Your instructions - Put the entries below into a JSON list of strings with one string per line, skipping any blank lines. Leave the pictures out.

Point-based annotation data
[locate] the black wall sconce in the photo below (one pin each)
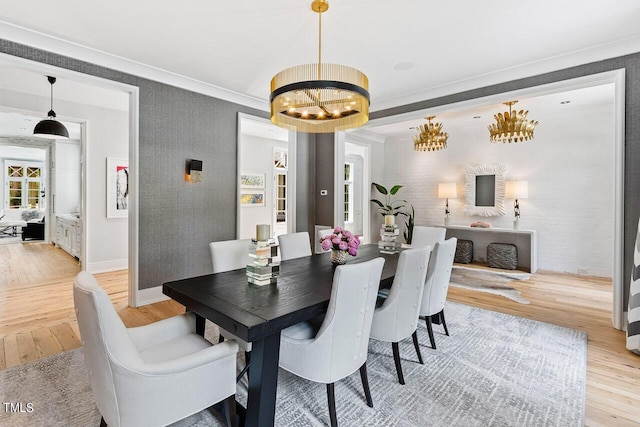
(193, 171)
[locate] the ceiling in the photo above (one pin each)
(410, 49)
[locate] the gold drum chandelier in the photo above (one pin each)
(319, 98)
(512, 126)
(430, 137)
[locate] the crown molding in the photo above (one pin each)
(49, 43)
(364, 136)
(59, 46)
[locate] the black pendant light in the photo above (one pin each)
(51, 128)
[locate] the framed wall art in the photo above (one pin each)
(255, 180)
(252, 198)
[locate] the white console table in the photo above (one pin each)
(525, 240)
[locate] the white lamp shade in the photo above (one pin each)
(447, 190)
(516, 190)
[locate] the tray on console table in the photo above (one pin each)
(525, 240)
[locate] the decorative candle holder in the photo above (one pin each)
(264, 268)
(389, 239)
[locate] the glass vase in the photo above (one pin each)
(339, 257)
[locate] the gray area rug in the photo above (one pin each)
(493, 282)
(494, 370)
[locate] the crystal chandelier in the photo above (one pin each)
(430, 137)
(319, 98)
(512, 126)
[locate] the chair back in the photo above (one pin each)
(294, 245)
(105, 342)
(436, 285)
(230, 254)
(397, 318)
(427, 236)
(347, 324)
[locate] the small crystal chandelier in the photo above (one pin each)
(512, 126)
(319, 98)
(430, 137)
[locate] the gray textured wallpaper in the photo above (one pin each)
(177, 221)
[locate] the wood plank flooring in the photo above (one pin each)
(37, 320)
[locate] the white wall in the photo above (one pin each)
(570, 169)
(376, 169)
(67, 177)
(107, 134)
(257, 158)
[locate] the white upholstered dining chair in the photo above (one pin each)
(294, 245)
(229, 255)
(397, 318)
(436, 285)
(150, 375)
(427, 236)
(333, 349)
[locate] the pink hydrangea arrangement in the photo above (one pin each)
(342, 240)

Written response -
[
  "[locate] the black wall sconce in the photo below (one pin each)",
  "(193, 171)",
  "[locate] the ceiling in the photo above (one pin each)",
  "(410, 49)",
  "[locate] the gold drum chandelier in the photo above (one pin each)",
  "(319, 98)",
  "(512, 126)",
  "(430, 137)",
  "[locate] the crown molding in the photo above (one pin each)",
  "(49, 43)",
  "(364, 136)",
  "(59, 46)",
  "[locate] the black pendant light in the photo above (one pin each)",
  "(51, 128)",
  "[locate] the framed wall art in the photo above (one pin each)",
  "(255, 180)",
  "(252, 198)",
  "[locate] the white console table in the photo above (one pin each)",
  "(525, 240)",
  "[locate] the white lamp shade in the photo above (one pin each)",
  "(447, 190)",
  "(516, 190)",
  "[locate] the tray on console table in the photo above (one pin each)",
  "(525, 240)",
  "[locate] the decorative candle holder in the photo above (one pin each)",
  "(264, 268)",
  "(389, 239)",
  "[locate] the glass vase in the photo above (one pin each)",
  "(339, 257)",
  "[locate] the gray area rug in the photo above (one pin each)",
  "(493, 282)",
  "(494, 370)",
  "[locate] the crystal chandelier in the photo above (one pin each)",
  "(430, 137)",
  "(319, 98)",
  "(512, 126)",
  "[locate] the chair back in the photo above (one pin each)",
  "(294, 245)",
  "(105, 342)",
  "(436, 285)",
  "(230, 254)",
  "(397, 318)",
  "(427, 236)",
  "(347, 324)",
  "[locate] the small crystal chandelier in the photo above (one pin each)",
  "(512, 126)",
  "(319, 98)",
  "(430, 137)",
  "[locate] the gray textured wallpaper in the photo above (one pin each)",
  "(177, 221)",
  "[locate] the wood plank flooring in the photo above (one pin each)",
  "(37, 320)",
  "[locate] the white wall in the photo above (one pin each)",
  "(570, 169)",
  "(376, 169)",
  "(67, 177)",
  "(107, 134)",
  "(257, 158)",
  "[locate] the white upholstered dining chair in the photo above (one pin each)",
  "(294, 245)",
  "(229, 255)",
  "(397, 318)",
  "(436, 285)",
  "(150, 375)",
  "(427, 236)",
  "(333, 349)",
  "[locate] the pink hydrangea arrangement in the photo above (one pin each)",
  "(342, 240)"
]